» SET OF TASKS
A: Output the passage of the transport protocol excerpt between "The Checksum Coverage Length" and "upper-layer protocols [RFC8085].", inclusive.
B: In the transport protocol excerpt, why can't applications using UDP-Lite make assumptions about the correctness of data in the error-insensitive part of the payload? Answer in one to three sentences.

3.4.1.  Protocol Description

   Like UDP, UDP-Lite is a connectionless datagram protocol, with no
   connection setup or feature negotiation.  It changes the semantics of
   the UDP Payload Length field to that of a Checksum Coverage Length
   field and is identified by a different IP protocol/next-header value.
   The Checksum Coverage Length field specifies the intended checksum
   coverage, with the remaining unprotected part of the payload called

RFC8095 - Page 14

   the "error-insensitive part".  Therefore, applications using UDP-Lite
   cannot make assumptions regarding the correctness of the data
   received in the insensitive part of the UDP-Lite payload.

   Otherwise, UDP-Lite is semantically identical to UDP.  In the same
   way as for UDP, mechanisms for receiver flow control, congestion
   control, PMTU or PLPMTU discovery, support for ECN, etc., need to be
   provided by upper-layer protocols [RFC8085].

3.4.2.  Interface Description

   There is no API currently specified in the RFC Series, but guidance
   on use of common APIs is provided in [RFC8085].

   The interface of UDP-Lite differs from that of UDP by the addition of
   a single (socket) option that communicates a checksum coverage length
   value.  The checksum coverage may also be made visible to the
   application via the UDP-Lite MIB module [RFC5097].

3.4.3.  Transport Features

   The transport features provided by UDP-Lite are:

   o  unicast, multicast, anycast, or IPv4 broadcast transport (same as
      for UDP),

   o  port multiplexing (same as for UDP),

   o  message-oriented delivery (same as for UDP),

   o  unidirectional or bidirectional communication where the
      transmissions in each direction are independent (same as for UDP),

   o  non-reliable delivery (same as for UDP),

   o  non-ordered delivery (same as for UDP), and

   o  partial or full payload error detection (where the Checksum
      Coverage field indicates the size of the payload data covered by
      the checksum).

3.5.  Stream Control Transmission Protocol (SCTP)

   SCTP is a message-oriented IETF Standards Track transport protocol.
   The base protocol is specified in [RFC4960].  It supports multihoming
   and path failover to provide resilience to path failures.  An SCTP
   association has multiple streams in each direction, providing
   in-sequence delivery of user messages within each stream.  This

RFC8095 - Page 15

   allows it to minimize head-of-line blocking.  SCTP supports multiple
   stream- scheduling schemes controlling stream multiplexing, including
   priority and fair weighting schemes.

» MATERIAL SHOWN
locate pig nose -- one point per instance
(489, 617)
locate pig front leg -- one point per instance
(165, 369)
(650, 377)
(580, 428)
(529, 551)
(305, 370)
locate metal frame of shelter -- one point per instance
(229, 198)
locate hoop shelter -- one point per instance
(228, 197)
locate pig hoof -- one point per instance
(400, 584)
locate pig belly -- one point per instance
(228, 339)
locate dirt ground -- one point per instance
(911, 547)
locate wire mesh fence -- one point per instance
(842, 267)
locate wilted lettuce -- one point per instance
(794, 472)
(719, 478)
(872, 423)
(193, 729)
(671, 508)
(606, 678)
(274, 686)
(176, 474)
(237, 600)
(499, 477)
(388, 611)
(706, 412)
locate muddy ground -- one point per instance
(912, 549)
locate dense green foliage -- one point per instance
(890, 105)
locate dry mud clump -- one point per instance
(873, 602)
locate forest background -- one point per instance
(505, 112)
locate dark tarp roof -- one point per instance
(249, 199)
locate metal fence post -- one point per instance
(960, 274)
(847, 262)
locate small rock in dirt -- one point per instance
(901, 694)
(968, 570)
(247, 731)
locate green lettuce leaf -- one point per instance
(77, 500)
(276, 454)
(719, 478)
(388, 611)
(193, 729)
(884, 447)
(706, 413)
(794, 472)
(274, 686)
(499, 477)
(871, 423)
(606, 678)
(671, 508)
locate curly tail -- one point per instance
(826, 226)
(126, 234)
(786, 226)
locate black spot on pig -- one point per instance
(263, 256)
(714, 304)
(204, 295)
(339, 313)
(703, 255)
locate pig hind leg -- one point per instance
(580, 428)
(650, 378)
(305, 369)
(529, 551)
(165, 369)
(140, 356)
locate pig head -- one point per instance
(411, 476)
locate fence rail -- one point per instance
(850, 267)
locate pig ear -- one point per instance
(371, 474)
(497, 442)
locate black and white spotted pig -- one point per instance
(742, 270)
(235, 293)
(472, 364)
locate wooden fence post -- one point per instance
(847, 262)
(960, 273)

---

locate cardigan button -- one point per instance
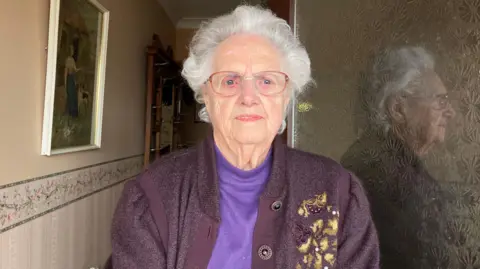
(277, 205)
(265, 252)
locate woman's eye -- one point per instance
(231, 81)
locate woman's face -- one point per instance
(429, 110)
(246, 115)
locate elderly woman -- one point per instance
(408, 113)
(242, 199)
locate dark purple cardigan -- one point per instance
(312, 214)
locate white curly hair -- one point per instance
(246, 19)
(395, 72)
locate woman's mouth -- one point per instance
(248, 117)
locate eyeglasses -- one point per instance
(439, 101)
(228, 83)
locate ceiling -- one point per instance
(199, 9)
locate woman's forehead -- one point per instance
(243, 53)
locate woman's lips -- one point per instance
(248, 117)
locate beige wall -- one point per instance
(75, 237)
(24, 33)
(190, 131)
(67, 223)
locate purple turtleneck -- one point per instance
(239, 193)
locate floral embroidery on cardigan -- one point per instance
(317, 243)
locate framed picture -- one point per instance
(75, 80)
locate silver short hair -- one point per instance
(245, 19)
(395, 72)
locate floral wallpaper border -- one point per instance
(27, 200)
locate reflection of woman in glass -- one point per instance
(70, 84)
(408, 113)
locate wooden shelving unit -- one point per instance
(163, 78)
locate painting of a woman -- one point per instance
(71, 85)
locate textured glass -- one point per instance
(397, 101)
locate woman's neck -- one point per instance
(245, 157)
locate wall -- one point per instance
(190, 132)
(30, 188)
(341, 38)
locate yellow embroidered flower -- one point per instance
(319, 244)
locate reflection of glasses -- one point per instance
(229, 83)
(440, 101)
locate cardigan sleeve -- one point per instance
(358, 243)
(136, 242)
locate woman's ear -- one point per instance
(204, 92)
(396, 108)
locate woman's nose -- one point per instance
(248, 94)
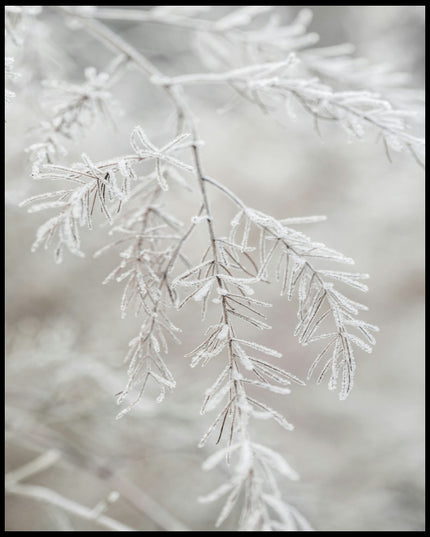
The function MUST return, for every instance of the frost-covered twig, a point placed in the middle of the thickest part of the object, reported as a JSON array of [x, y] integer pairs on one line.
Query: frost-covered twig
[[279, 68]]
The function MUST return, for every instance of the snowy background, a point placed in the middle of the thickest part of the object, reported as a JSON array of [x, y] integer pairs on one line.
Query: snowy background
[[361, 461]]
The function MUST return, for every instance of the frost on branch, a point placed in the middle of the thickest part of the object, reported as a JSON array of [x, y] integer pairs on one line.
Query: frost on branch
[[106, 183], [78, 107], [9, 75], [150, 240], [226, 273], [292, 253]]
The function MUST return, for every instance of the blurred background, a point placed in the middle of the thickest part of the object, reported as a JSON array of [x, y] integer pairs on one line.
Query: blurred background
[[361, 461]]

...

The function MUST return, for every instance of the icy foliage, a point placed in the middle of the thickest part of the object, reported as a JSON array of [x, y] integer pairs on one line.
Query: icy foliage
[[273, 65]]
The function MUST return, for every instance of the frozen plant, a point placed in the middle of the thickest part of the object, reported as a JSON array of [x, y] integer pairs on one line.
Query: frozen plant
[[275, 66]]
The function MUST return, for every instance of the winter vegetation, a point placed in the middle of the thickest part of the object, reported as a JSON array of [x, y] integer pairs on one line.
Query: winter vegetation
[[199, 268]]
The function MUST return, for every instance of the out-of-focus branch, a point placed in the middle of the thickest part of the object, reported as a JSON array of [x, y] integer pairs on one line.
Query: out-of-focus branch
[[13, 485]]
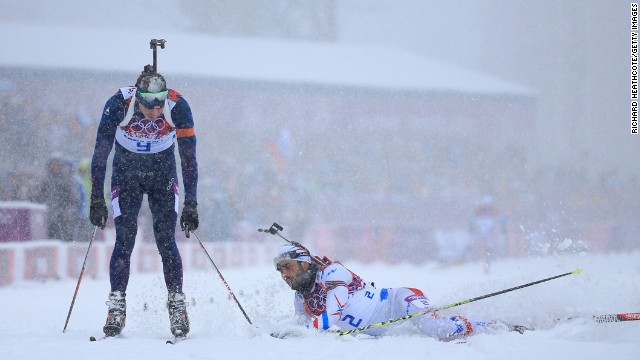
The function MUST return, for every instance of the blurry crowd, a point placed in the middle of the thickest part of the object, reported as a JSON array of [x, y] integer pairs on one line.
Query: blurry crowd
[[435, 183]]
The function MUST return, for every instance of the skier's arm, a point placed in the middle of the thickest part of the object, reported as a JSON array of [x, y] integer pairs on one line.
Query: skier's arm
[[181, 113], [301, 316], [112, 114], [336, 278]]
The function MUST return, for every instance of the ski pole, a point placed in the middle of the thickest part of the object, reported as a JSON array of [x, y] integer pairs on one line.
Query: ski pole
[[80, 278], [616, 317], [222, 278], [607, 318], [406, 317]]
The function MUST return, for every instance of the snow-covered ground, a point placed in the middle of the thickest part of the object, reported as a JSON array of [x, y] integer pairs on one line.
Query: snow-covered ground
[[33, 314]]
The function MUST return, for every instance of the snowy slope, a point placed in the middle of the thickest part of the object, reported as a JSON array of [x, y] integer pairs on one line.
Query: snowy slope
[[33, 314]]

» RESPONSE LIST
A:
The Checksum Coverage Length field specifies the intended checksum
   coverage, with the remaining unprotected part of the payload called

RFC8095 - Page 14

   the "error-insensitive part".  Therefore, applications using UDP-Lite
   cannot make assumptions regarding the correctness of the data
   received in the insensitive part of the UDP-Lite payload.

   Otherwise, UDP-Lite is semantically identical to UDP.  In the same
   way as for UDP, mechanisms for receiver flow control, congestion
   control, PMTU or PLPMTU discovery, support for ECN, etc., need to be
   provided by upper-layer protocols [RFC8085].

B: The Checksum Coverage Length field specifies how much of the payload the checksum is meant to cover. The remaining part of the payload, called the "error-insensitive part," is left unprotected. Since the checksum does not protect that part, its data cannot be assumed correct.